# [Prompt]
Return all of the entries exactly as written.

Records contained in a dataset:
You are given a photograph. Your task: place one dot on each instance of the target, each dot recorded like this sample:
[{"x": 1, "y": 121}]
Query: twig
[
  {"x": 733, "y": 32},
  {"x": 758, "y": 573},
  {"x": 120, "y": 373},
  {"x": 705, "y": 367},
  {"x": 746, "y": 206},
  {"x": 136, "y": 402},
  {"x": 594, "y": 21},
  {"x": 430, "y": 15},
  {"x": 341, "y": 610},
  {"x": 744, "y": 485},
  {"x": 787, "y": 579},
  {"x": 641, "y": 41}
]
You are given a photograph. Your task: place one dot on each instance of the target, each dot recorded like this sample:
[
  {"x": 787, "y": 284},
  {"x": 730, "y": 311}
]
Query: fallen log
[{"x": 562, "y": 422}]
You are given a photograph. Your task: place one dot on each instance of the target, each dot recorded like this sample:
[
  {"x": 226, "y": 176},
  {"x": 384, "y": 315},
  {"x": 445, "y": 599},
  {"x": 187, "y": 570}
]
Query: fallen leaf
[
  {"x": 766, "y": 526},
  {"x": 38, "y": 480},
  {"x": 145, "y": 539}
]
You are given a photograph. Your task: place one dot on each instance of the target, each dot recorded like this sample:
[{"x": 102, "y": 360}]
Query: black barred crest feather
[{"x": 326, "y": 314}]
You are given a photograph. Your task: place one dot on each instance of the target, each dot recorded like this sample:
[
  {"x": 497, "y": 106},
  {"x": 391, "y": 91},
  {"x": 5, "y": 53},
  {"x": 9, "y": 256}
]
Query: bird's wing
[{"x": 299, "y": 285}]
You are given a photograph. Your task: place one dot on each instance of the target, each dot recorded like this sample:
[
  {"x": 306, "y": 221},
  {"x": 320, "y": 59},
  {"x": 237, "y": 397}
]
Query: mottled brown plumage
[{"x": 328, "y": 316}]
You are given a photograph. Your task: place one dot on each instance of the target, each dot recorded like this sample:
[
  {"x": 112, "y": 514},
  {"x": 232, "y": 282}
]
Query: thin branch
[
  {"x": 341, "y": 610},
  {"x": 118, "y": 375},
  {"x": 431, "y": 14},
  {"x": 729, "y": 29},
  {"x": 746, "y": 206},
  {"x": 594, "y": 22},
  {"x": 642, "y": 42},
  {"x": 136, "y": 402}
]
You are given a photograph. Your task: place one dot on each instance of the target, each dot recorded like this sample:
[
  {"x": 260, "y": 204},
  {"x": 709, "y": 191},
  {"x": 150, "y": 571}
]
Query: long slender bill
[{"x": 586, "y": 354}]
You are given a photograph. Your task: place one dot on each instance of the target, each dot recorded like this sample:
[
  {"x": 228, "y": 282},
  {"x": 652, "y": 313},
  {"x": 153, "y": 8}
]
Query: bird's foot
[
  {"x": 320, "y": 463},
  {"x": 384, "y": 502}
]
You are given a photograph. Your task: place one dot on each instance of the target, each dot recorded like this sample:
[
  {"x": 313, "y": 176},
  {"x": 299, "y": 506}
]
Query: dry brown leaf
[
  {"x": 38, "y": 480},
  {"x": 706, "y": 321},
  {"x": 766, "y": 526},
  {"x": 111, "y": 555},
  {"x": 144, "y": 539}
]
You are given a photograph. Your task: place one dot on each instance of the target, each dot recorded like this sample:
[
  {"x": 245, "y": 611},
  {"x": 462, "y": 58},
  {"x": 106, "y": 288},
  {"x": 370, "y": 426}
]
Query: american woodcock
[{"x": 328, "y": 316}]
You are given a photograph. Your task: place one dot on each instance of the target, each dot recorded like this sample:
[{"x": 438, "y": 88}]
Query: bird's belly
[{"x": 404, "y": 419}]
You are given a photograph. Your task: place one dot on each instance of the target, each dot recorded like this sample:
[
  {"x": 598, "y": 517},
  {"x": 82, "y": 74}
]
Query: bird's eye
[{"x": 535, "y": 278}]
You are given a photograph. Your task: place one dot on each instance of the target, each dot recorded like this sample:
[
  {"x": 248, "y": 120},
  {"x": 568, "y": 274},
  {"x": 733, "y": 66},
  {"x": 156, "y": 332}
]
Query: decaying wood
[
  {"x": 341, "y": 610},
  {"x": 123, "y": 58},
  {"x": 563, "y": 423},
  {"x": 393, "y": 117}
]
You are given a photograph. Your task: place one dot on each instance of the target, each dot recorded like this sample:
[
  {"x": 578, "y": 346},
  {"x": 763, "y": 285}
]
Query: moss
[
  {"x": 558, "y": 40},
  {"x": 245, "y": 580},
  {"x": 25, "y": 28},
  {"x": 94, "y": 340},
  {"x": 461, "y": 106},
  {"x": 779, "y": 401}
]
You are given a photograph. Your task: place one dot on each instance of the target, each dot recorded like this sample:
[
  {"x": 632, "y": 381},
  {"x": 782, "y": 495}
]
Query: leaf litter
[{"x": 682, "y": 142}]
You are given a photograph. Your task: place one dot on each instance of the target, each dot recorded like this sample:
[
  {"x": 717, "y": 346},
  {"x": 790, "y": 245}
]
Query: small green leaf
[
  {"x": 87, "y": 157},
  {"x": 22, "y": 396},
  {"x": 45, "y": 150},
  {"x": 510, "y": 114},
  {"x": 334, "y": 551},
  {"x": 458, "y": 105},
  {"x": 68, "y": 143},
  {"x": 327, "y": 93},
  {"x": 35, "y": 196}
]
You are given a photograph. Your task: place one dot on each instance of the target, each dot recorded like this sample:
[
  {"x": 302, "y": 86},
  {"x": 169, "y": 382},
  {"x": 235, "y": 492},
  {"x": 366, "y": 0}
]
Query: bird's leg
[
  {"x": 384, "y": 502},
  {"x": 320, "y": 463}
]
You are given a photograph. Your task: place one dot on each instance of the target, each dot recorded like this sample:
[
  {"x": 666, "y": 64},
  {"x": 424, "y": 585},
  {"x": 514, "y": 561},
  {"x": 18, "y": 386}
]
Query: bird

# [Solution]
You are given a photograph. Your task: place one dot on each instance of the target, each dot recorded like this sample:
[{"x": 1, "y": 121}]
Query: twig
[
  {"x": 733, "y": 32},
  {"x": 758, "y": 573},
  {"x": 120, "y": 373},
  {"x": 705, "y": 367},
  {"x": 746, "y": 206},
  {"x": 136, "y": 402},
  {"x": 594, "y": 21},
  {"x": 430, "y": 15},
  {"x": 341, "y": 610},
  {"x": 744, "y": 485},
  {"x": 787, "y": 579},
  {"x": 641, "y": 41}
]
You are given a photograph. Your task: place one dot on each instance of the target, each dot recorded like this sample:
[
  {"x": 787, "y": 284},
  {"x": 730, "y": 311}
]
Query: fallen log
[{"x": 562, "y": 422}]
You are given a photograph. Your task: place one dot on each instance of the target, each dot recorded like this sample:
[
  {"x": 226, "y": 176},
  {"x": 384, "y": 315},
  {"x": 445, "y": 599},
  {"x": 187, "y": 570}
]
Query: fallen leaf
[
  {"x": 766, "y": 526},
  {"x": 38, "y": 480},
  {"x": 145, "y": 539}
]
You are given a photograph. Your task: place one dot on each instance of the target, each dot recorded like this sample:
[{"x": 102, "y": 360}]
Query: black barred crest feather
[{"x": 326, "y": 314}]
You are given a photograph. Your task: place one dot on each instance of the target, each dot recorded like this sample:
[
  {"x": 497, "y": 106},
  {"x": 391, "y": 91},
  {"x": 5, "y": 53},
  {"x": 9, "y": 256}
]
Query: bird's wing
[{"x": 299, "y": 285}]
You are given a photograph. Your task: place one dot on each instance of the target, each dot recorded like this sample:
[
  {"x": 306, "y": 221},
  {"x": 320, "y": 59},
  {"x": 237, "y": 397}
]
Query: mottled brown plumage
[{"x": 328, "y": 316}]
You are given a photograph. Your task: place one dot on each instance of the target, each dot recorded like this sample:
[
  {"x": 112, "y": 514},
  {"x": 232, "y": 282}
]
Query: thin branch
[
  {"x": 341, "y": 610},
  {"x": 118, "y": 375},
  {"x": 431, "y": 14},
  {"x": 729, "y": 29},
  {"x": 746, "y": 206},
  {"x": 594, "y": 22},
  {"x": 642, "y": 42},
  {"x": 136, "y": 402}
]
You are given a photograph. Your task: place one dot on each instance of the target, each dot recorded like this sample:
[
  {"x": 260, "y": 204},
  {"x": 709, "y": 191},
  {"x": 150, "y": 571}
]
Query: long slender bill
[{"x": 586, "y": 354}]
You are given a photograph. Your task: place one dot on each instance of the target, each dot recorded like this sample:
[
  {"x": 228, "y": 282},
  {"x": 652, "y": 313},
  {"x": 153, "y": 8}
]
Query: bird's foot
[
  {"x": 320, "y": 463},
  {"x": 384, "y": 502}
]
You are given a photograph. Your task: place one dot on each instance of the target, each dot recorded like this sample:
[
  {"x": 313, "y": 176},
  {"x": 299, "y": 506}
]
Query: dry brown leaf
[
  {"x": 38, "y": 480},
  {"x": 706, "y": 321},
  {"x": 766, "y": 526},
  {"x": 111, "y": 555},
  {"x": 144, "y": 539}
]
You are given a photograph. Your task: place one dot on each instance of the target, each dot recorded like this sample:
[
  {"x": 245, "y": 611},
  {"x": 462, "y": 58},
  {"x": 106, "y": 288},
  {"x": 370, "y": 426}
]
Query: american woodcock
[{"x": 328, "y": 316}]
You are given a photograph. Your task: place one dot on each instance of the target, each dot recorded like this sample:
[{"x": 438, "y": 88}]
Query: bird's belly
[{"x": 404, "y": 419}]
You are given a photograph. Your task: place one dot on each instance of the target, each dot recorded like this sample:
[
  {"x": 598, "y": 517},
  {"x": 82, "y": 74}
]
Query: bird's eye
[{"x": 535, "y": 278}]
You are given a photograph. Your task: place one dot on each instance of the target, each dot recorded like this sample:
[
  {"x": 248, "y": 120},
  {"x": 568, "y": 274},
  {"x": 733, "y": 66},
  {"x": 156, "y": 332}
]
Query: decaying wood
[
  {"x": 341, "y": 610},
  {"x": 123, "y": 58},
  {"x": 563, "y": 423},
  {"x": 393, "y": 117}
]
You are given a photograph. Your task: place one dot on each instance of the target, each dot recorded like this sample:
[
  {"x": 578, "y": 346},
  {"x": 763, "y": 285}
]
Query: moss
[
  {"x": 558, "y": 40},
  {"x": 245, "y": 580},
  {"x": 25, "y": 28},
  {"x": 94, "y": 340},
  {"x": 461, "y": 106},
  {"x": 779, "y": 401}
]
You are given a photograph. Your task: place one dot on each instance of the target, each dot recorded like this sample:
[
  {"x": 632, "y": 381},
  {"x": 782, "y": 495}
]
Query: leaf litter
[{"x": 682, "y": 142}]
You are given a photograph. Your task: place one dot on each instance of the target, each dot recorded like this sample:
[
  {"x": 717, "y": 346},
  {"x": 790, "y": 245}
]
Query: small green leaf
[
  {"x": 87, "y": 157},
  {"x": 22, "y": 396},
  {"x": 45, "y": 150},
  {"x": 510, "y": 114},
  {"x": 334, "y": 551},
  {"x": 458, "y": 105},
  {"x": 68, "y": 143},
  {"x": 327, "y": 93},
  {"x": 35, "y": 196}
]
You are given a photograph. Your task: place one dot on each instance of the target, each dot recorded like this sample:
[
  {"x": 302, "y": 86},
  {"x": 169, "y": 382},
  {"x": 235, "y": 492},
  {"x": 366, "y": 0}
]
Query: bird's leg
[
  {"x": 384, "y": 502},
  {"x": 320, "y": 463}
]
You are given a photograph. Your task: place one dot on each instance of the target, each dot recorded like this sample:
[
  {"x": 666, "y": 64},
  {"x": 424, "y": 585},
  {"x": 514, "y": 561},
  {"x": 18, "y": 386}
]
Query: bird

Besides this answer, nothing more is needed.